Repeat the listing in full, word for word.

####################

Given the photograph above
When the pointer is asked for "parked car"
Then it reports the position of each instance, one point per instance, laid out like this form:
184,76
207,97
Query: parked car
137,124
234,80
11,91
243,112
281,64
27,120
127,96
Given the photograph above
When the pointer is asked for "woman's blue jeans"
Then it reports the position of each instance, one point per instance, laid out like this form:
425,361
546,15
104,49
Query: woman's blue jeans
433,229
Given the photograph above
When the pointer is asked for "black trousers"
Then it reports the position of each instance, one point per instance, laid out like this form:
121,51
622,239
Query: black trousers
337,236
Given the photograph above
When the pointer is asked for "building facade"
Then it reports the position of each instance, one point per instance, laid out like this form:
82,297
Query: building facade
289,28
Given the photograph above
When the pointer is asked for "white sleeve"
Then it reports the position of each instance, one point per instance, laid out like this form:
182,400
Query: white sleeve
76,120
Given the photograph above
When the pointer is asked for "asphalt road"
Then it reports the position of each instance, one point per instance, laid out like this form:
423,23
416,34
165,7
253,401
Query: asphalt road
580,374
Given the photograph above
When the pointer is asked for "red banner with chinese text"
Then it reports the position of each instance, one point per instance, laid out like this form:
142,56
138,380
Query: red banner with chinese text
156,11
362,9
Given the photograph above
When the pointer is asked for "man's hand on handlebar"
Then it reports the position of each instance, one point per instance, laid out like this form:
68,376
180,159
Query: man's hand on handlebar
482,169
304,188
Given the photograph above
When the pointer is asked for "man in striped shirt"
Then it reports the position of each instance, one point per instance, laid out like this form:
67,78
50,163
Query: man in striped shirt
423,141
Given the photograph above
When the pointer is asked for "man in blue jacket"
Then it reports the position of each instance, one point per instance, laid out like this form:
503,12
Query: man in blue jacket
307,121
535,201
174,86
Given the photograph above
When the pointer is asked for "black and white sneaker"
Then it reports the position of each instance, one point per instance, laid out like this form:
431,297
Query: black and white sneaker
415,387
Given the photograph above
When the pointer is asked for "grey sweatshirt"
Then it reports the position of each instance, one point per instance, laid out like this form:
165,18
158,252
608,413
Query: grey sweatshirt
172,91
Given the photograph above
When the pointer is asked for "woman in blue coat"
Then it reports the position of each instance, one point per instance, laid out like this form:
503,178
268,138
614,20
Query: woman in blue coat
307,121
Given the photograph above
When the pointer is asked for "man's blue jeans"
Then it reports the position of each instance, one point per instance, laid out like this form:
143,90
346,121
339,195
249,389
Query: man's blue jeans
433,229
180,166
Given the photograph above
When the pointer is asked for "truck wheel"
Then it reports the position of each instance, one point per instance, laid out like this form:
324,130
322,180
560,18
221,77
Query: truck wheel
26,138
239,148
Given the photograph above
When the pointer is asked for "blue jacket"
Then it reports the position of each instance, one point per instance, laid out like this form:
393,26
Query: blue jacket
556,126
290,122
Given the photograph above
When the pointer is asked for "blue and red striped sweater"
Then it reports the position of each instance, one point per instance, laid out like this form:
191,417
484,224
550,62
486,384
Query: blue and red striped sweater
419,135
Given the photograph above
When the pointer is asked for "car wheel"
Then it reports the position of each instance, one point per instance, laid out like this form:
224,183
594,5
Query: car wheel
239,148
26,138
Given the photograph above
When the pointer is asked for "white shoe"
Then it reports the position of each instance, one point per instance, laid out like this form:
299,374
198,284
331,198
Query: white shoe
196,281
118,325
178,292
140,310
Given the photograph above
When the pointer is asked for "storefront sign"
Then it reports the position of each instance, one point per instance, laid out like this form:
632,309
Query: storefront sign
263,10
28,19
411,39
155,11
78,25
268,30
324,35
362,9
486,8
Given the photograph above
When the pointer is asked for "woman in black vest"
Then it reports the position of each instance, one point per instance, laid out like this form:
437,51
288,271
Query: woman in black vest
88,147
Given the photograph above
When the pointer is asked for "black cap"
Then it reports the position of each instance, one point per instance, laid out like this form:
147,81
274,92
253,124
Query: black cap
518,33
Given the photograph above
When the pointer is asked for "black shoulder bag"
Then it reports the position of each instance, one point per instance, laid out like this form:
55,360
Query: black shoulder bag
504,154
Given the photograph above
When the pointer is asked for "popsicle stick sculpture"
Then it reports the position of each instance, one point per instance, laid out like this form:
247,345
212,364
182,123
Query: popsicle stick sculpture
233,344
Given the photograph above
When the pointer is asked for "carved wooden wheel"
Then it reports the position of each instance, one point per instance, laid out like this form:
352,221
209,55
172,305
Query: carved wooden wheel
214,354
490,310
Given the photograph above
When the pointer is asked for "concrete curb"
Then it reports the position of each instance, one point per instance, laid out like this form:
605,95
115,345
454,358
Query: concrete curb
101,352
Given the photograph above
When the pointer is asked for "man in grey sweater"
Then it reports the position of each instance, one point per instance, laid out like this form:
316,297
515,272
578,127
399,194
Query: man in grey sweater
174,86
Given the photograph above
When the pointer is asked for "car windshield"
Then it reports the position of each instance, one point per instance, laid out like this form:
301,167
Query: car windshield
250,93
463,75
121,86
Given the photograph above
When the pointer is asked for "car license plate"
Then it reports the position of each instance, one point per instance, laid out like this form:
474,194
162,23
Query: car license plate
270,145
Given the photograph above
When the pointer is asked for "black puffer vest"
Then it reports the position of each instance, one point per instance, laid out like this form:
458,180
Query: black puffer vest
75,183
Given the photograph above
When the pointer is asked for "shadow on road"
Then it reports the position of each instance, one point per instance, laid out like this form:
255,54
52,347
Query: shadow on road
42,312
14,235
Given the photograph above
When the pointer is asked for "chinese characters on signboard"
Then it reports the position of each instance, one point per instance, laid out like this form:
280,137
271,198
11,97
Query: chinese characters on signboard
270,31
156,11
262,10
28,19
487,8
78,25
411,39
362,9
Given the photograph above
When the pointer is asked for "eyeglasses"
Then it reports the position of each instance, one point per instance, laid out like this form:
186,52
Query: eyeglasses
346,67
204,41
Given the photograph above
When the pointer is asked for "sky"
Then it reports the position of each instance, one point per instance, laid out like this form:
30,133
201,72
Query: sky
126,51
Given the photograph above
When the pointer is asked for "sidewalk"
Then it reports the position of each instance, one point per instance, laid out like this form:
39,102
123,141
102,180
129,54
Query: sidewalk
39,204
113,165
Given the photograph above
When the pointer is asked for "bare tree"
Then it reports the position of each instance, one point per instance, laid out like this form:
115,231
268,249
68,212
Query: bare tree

####################

### THE ANSWER
Given the photograph above
When the pointer is asked for "parked car"
Then it reports the position of each instance, one point per instance, laid out like this form:
184,76
207,97
Query: parked car
137,124
234,80
11,91
243,112
281,64
27,120
127,96
Given the photograph above
When the pointer is asked for "woman's blue jeans"
Then it reports the position of each instance, one point per instance, laid out like this form:
425,361
546,15
104,49
Query: woman's blue jeans
433,229
Given the photograph above
When the pointer is asked for "black trousers"
Then it reports the position of each instance, one point per instance, laid out like this form:
121,51
622,239
Query: black trousers
337,236
Given the photograph above
When the pointer is asked for "building facade"
Then it reports the position of each instance, one point per instance, laid out like this form:
82,297
Query: building facade
289,28
Given the photograph above
When the pointer is asked for "white sleeve"
Then it reports the position of each instance, one point per instance, laid out like this form:
182,400
Query: white sleeve
76,120
Given the photograph above
When the pointer is asked for "asphalt road"
Then it reports the position of each instance, one point per instance, laid out like this form:
423,23
416,34
165,7
253,401
Query: asphalt road
580,374
Given the photograph above
When the pointer is asked for "red banner with chinese text"
Then it reports the position of each instance, one point per instance, laid out like this form:
142,56
138,380
Query: red banner with chinese text
156,11
362,9
Given the photograph above
When the pointer is asked for "man's hand on handlebar"
Then it reports the position of each instance, one point per instance, laid out like this form:
68,376
180,159
Query: man's hand on handlebar
482,169
304,188
Given the photograph above
When the pointer is asked for "man in striped shirt"
Then it reports the position of each instance, one point per instance, laid out like this form:
67,78
50,163
Query: man in striped shirt
423,141
Given the photograph above
When the pointer is asked for "man in blue jacket"
Then it reports the position of each instance, one point per instance, laid out like this form:
503,12
Query: man in blue jacket
307,121
535,201
174,86
Given the photograph above
When the pointer is asked for "black and white sneaker"
Then it reports the position of each instance, one point per instance, laid out like this form:
431,297
Query: black and white sneaker
415,387
Given the photograph above
When the pointer is asked for "grey sweatshirt"
Then it reports the position of each instance, one point per instance, laid out like this form:
165,18
158,252
608,413
Query: grey sweatshirt
172,91
Given the photograph above
When the pointer is asked for "woman in blue coat"
Then it reports the position of each instance, one point per instance, laid out like this form:
503,178
268,138
614,20
Query: woman in blue coat
307,121
Given the photograph above
When the pointer is asked for "man's blue jeans"
Then it reports the position of each instance, one point per instance, laid out like this form:
143,90
346,121
339,195
249,389
Query: man's blue jeans
433,229
180,166
Given the photograph above
When the pointer is asked for "truck wheel"
Then it reports the position of each instance, one point per instance, laid out like this form:
324,130
322,180
560,18
221,77
Query: truck wheel
26,138
239,148
Given the photograph above
When the pointer is asked for "blue jacket"
Then it reports the position of each instance, one point per instance, laid out like this form:
393,26
Query: blue jacket
556,126
290,122
Given the photograph above
When the pointer is asked for "blue and red striped sweater"
Then it reports the position of each instance, one point per instance, laid out like this form:
191,417
484,224
550,62
486,384
Query: blue and red striped sweater
419,135
Given the photograph above
When the pointer is asked for "car wheel"
Then it reports the position of each instance, one point per instance, laid out like this form:
224,183
594,5
Query: car wheel
239,148
26,138
Given the photograph above
When the pointer is asked for "white shoe"
Then it reports the position of each instance, one point per instance, laid out like this form:
299,374
198,284
331,198
Query: white shoe
196,281
118,325
178,292
140,310
Given the photograph above
When the pointer is asked for "storefront sign"
Then it reports the position of each instance, one point per instance, laid out like this form:
632,309
Query: storefront sign
263,10
28,19
411,39
155,11
78,25
268,30
324,35
362,9
486,8
Given the photograph above
When the pointer is asked for "woman in black vest"
Then it reports the position of each instance, one point per instance, laid out like this form:
437,51
288,271
Query: woman in black vest
88,147
Given the photograph above
When the pointer is asked for "black cap"
Then it reports the position of each instance, one point per instance, laid out like this form:
147,81
274,92
253,124
Query: black cap
518,33
Given the photograph above
When the pointer is asked for "black shoulder bag"
Then it reports the position of each instance, one point per instance, laid out like this form:
55,360
Query: black shoulder bag
504,154
Given the photograph above
When the pointer is asked for "popsicle stick sculpture"
Then it reports the position of each instance, one point per instance, laid out like this form:
247,345
212,364
182,123
Query: popsicle stick sculpture
233,344
Given the photograph above
When the pointer is asked for "carved wooden wheel"
Then it reports the position of each instance, one point per instance, laid out like this form:
352,221
209,55
172,305
Query: carved wooden wheel
214,354
490,310
Given the photograph above
When the pointer is asked for "concrete curb"
Then it reports the position of each instance, one point per instance, laid out like this form:
605,95
115,345
454,358
Query: concrete curb
101,352
Given the photograph above
When the pointer is asked for "man in grey sweater"
Then it reports the position of each instance, one point per instance, laid out like this form:
316,297
515,272
578,127
399,194
Query: man in grey sweater
174,86
Given the photograph above
When the pointer is asked for "car windshield"
Then it reports the position of each instance, one point per instance, laid out like this form:
301,167
Query: car windshield
250,93
463,75
121,86
Given the photograph above
When the pointer is asked for "car license plate"
Then it reports the position of each instance, one point per instance, laid out like this form:
474,194
162,23
Query: car license plate
270,145
Given the photograph above
When the pointer is asked for "black puffer vest"
Then it reports the position of each instance, one point per instance, laid out like this form:
458,180
Query: black puffer vest
75,183
Given the photograph above
When the pointer is asked for "shadow on road"
Then it reports the position of each instance, one point per instance, laid out like this form:
255,54
52,347
Query: shadow on road
42,312
14,235
Given the photograph above
When the pointer is asked for "chinese characters on signboard"
Then it reports the position of each instance, one point per instance, laid out like this form:
280,137
271,198
11,97
Query: chinese characters on signboard
270,31
156,11
262,10
28,19
487,8
78,25
411,39
362,9
Given the photograph above
When the pointer is asked for "eyeglasses"
Then it reports the position of each instance, one point per instance, laid out like this form:
186,52
Query: eyeglasses
346,67
204,41
Given the photograph above
When the pointer is asked for "sky"
Then it reports the position of each instance, one point per instance, laid out like this form:
30,133
201,72
Query: sky
126,51
Given the photograph above
When the pointer is asked for "sidewalk"
Then it reports the position of each instance, one point per instance, laid out like this form:
39,102
123,141
102,180
129,54
Query: sidewalk
39,204
113,165
Given the photograph above
When the pointer is asked for "bare tree"
Then it reports the position of each instance, one point per instance, laid out like this form:
115,231
268,249
68,212
Query: bare tree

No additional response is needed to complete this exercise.